▸ Texte à lire
—————

Comment le jeu a été créé ? Qui a fait quoi ? Quelles sont les étapes ?
Avant de se lancer dans la fabuleuse histoire de la création d'Imaginarium, nous vous présentons les deux têtes pensantes de ce jeu ; un auteur bien connu de tous et un autre qui l'est moins, enfin pour l'instant ! ;)
Florian Sirieix
Trentenaire un brin hyperactif, Florian est un ancien informaticien devenu professeur des écoles en Segpa. Il s'est lancé dans la création de jeux de société en 2012. Amis, famille, élèves, tout son entourage est sollicité pour tester les prototypes. Ses jeux édités sont Deal Gentlemen Collectionneurs, Oh Capitaine et enfin Imaginarium.

—————

▸ Données sources
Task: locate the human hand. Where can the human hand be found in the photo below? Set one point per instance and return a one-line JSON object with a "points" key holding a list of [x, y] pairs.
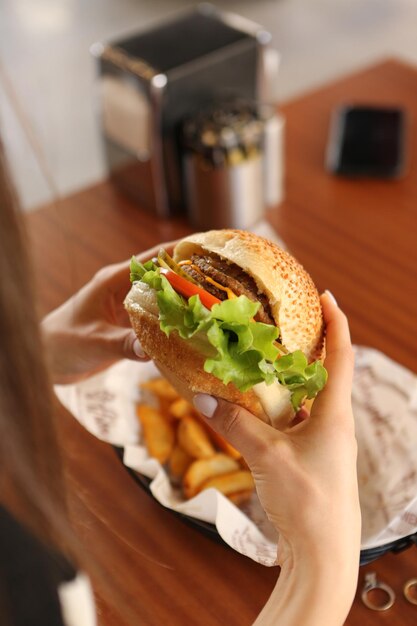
{"points": [[306, 478], [91, 330]]}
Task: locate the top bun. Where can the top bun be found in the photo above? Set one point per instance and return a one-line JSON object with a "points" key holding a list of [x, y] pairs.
{"points": [[292, 295], [295, 307]]}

—————

▸ Tâche demandée 1
Réécrivez sous forme de liste le paragraphe du texte qui commence par « Trentenaire un brin hyperactif », en conservant ses faits principaux.
▸ Tâche demandée 2
Reproduisez à l'identique, s'il vous plaît, tout ce qui va de « Comment le jeu » jusqu'à « l'instant ! ;) » dans le texte.
Les données ne jouent aucun rôle dans ce travail.

▸ Réponse attendue 1
- Florian est un trentenaire un peu hyperactif.
- Il est ancien informaticien et il est devenu professeur des écoles en Segpa.
- Il crée des jeux de société depuis 2012.
- Ses amis, sa famille et ses élèves testent ses prototypes.
- Ses jeux édités sont Deal Gentlemen Collectionneurs, Oh Capitaine et Imaginarium.

▸ Réponse attendue 2
Comment le jeu a été créé ? Qui a fait quoi ? Quelles sont les étapes ?
Avant de se lancer dans la fabuleuse histoire de la création d'Imaginarium, nous vous présentons les deux têtes pensantes de ce jeu ; un auteur bien connu de tous et un autre qui l'est moins, enfin pour l'instant ! ;)